§ **Document segment**:

And, of course, if you ever find yourself jonesing for my writing, you can always check out my stuff on Above the Law.

You saw our guest post on Hite last week – it’s a great case that bears a close read.

To the Victories!

1155650_berlin_siegessule.jpg1. United States v. Barnes, First Circuit: Appellant pled guilty to distribution and conspiracy to distribute 50kg of marijuana. At sentencing, the district court attributed 3,000kg of marijuana to Appellant after a judicial finding of that quantity by a preponderance of the evidence. After Alleyne, drug quantities must be proven beyond a reasonable doubt. The First Circuit held that this error was harmful because the government did not provide an explanation that proved, beyond a reasonable doubt, that the error in attributing a larger quantity of drugs did not “contribute” to the complained-about sentence, and therefore vacated the sentence.

Defense Attorney: Judith H. Mizner
2. United States v. Prange, First Circuit: The trial court erred in calculating the loss amount attributable to Appellants when it relied on the PSR, which recommended loss amounts unsupported by law. Appellants were entitled to have the loss amount lowered when the stocks they sold had some value when it was sold. The cases were remanded so the district court could make factual findings as to the value of the shares acquired by the government during the sting.

Defense Attorneys: Steven N. Fuller, Allen Fuller, and Inga L. Parsons
3. United States v. Sevilla-Oyola, First Circuit: After an initial plea hearing and sentencing, Appellant filed a motion challenging his sentence. A number of hearings were held after, during which the trial court lowered the sentence each time. The trial court, however, did not have authority for his actions during a majority of the proceedings. The variety of motions filed by Appellant could not be considered a Section 2255 motion because Appellants only gets one complete round of collateral review and none of the parties had considered Appellant’s motions to be a habeas petition. All of the convictions were vacated and remanded for one final resentencing.

Defense Attorney: Rafael F. Castro Lang
4. United States v. Starks, First Circuit: Appellant was convicted of being a felon in possession of a firearm after a police officer stopped him in a car his son had rented. The district court held that Appellant did not have standing to challenge the stop because Appellant was not the authorized driver of the rental car. But because a mere passenger in a car has standing to challenge the constitutionality of the stop, the First Circuit held that Appellant’s status as an unlicensed, unauthorized driver was no less than that of a passenger and therefore he had standing. This required the conviction to be vacated and remanded for an evidentiary hearing.

Defense Attorney: James L. Sultan
5. United States v. Zhyltsou, Second Circuit: A jury found Appellant guilty of the unlawful transfer of a false identification document. During trial, the court admitted as evidence a printed copy of a social media webpage which the government claimed was created by Appellant. The government did not satisfy the authentication requirement because it did not prove that it was Appellant’s profile page rather than a page on the internet that was about Appellant but which Appellant did not create or control. The conviction was vacated and the case remanded.

Location annotation dataset excerpts:
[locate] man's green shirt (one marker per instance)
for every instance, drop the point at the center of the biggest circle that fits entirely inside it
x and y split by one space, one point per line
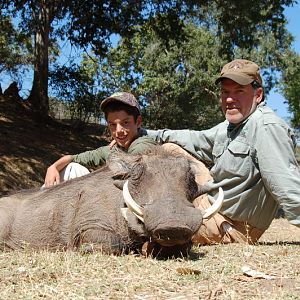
254 162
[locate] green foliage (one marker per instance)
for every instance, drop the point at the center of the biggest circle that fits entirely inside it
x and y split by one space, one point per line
170 50
291 86
74 85
15 47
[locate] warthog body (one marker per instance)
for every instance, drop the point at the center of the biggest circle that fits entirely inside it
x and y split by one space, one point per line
89 209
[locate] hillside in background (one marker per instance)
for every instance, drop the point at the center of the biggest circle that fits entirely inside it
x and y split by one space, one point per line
28 148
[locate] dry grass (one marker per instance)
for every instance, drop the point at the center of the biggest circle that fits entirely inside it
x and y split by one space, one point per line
71 275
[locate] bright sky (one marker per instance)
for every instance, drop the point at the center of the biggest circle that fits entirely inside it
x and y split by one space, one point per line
275 100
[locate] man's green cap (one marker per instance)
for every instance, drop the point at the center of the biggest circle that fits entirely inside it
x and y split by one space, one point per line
241 71
123 97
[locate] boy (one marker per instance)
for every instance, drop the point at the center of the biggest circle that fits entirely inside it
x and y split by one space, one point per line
123 116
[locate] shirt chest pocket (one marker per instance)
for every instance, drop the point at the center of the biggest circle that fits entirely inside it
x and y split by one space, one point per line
233 161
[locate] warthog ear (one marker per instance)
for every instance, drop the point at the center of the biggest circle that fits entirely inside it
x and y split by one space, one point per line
120 164
119 183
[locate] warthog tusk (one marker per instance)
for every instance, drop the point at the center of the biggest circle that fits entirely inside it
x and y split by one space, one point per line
131 204
211 211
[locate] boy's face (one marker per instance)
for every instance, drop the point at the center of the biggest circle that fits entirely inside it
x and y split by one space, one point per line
123 128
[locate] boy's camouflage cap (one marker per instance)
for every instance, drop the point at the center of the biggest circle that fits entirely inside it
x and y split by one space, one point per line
123 97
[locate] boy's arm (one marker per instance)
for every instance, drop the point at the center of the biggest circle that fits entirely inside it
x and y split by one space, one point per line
52 175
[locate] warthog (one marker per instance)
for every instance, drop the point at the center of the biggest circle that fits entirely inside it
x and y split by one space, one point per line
95 212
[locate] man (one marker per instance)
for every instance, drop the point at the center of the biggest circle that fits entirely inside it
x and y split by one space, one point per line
123 116
251 155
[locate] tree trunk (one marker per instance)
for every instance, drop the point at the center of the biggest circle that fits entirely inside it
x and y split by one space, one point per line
39 93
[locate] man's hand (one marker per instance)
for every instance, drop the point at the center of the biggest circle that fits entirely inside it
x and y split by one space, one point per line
52 176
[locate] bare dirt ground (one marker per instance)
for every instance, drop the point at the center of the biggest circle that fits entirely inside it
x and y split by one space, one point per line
27 148
210 272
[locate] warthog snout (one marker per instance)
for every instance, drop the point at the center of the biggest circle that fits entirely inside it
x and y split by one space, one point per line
172 234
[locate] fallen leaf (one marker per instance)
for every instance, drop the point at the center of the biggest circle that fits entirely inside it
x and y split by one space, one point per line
256 274
188 271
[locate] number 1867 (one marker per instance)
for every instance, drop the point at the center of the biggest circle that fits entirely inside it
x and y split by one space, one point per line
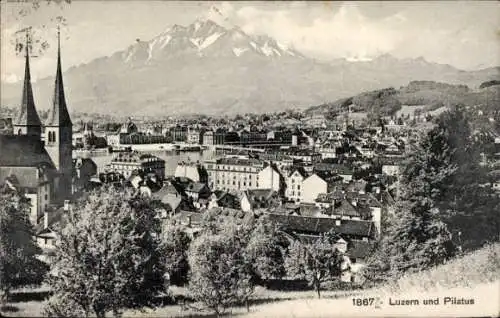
363 301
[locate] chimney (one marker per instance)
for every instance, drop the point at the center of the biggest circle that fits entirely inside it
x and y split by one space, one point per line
45 219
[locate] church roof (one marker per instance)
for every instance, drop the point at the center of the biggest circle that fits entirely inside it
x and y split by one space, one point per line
23 151
27 115
58 115
25 177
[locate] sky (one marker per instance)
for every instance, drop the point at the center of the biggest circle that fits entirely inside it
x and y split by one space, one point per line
463 34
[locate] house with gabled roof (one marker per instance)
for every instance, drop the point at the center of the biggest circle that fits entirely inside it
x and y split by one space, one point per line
255 199
293 183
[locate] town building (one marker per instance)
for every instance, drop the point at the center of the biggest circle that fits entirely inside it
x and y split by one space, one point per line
241 173
37 159
208 138
194 136
126 163
255 199
192 170
294 183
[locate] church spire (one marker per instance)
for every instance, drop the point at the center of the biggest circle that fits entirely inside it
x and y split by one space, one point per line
28 121
58 115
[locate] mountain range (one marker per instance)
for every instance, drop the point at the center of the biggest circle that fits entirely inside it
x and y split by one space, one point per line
210 69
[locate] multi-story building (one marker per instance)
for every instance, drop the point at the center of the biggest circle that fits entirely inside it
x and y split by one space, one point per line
317 183
294 184
194 136
127 162
241 173
179 133
191 170
208 138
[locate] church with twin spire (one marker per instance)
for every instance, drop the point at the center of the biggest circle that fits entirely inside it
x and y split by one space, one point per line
37 158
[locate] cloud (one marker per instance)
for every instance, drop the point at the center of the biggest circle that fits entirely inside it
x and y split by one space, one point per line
358 31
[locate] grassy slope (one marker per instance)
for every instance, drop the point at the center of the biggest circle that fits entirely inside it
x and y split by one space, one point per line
476 276
424 94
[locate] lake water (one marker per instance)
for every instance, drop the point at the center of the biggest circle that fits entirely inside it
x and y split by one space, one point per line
172 158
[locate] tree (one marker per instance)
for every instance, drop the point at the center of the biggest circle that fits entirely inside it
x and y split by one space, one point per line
265 251
19 263
176 244
220 274
108 256
468 193
417 238
318 262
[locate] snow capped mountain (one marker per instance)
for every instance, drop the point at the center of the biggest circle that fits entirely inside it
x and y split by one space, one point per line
206 38
217 68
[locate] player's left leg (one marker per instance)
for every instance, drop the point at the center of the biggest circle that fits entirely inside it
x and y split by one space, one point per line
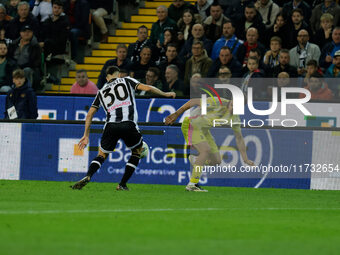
93 168
133 140
130 167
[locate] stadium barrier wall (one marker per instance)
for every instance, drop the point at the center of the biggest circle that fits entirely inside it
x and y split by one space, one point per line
156 109
48 151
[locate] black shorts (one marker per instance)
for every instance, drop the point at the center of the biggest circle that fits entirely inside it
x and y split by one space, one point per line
127 131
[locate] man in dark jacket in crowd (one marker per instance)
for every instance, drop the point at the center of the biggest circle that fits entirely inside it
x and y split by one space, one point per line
27 53
21 101
55 31
24 18
7 66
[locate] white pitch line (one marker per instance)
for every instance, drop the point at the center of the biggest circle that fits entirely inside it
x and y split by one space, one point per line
162 210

§ **Requirement A**: In the post on appellate victories, how much marijuana did the district court attribute to the appellant in United States v. Barnes?
§ **Requirement B**: Collect every line of the listing that contains the string "green". Case counts.

§ **Right answer A**: 3,000kg

§ **Right answer B**:
[locate] man's green shirt (one marker per instance)
[locate] green foliage (one marker per instance)
[locate] man's green cap (one marker per instance)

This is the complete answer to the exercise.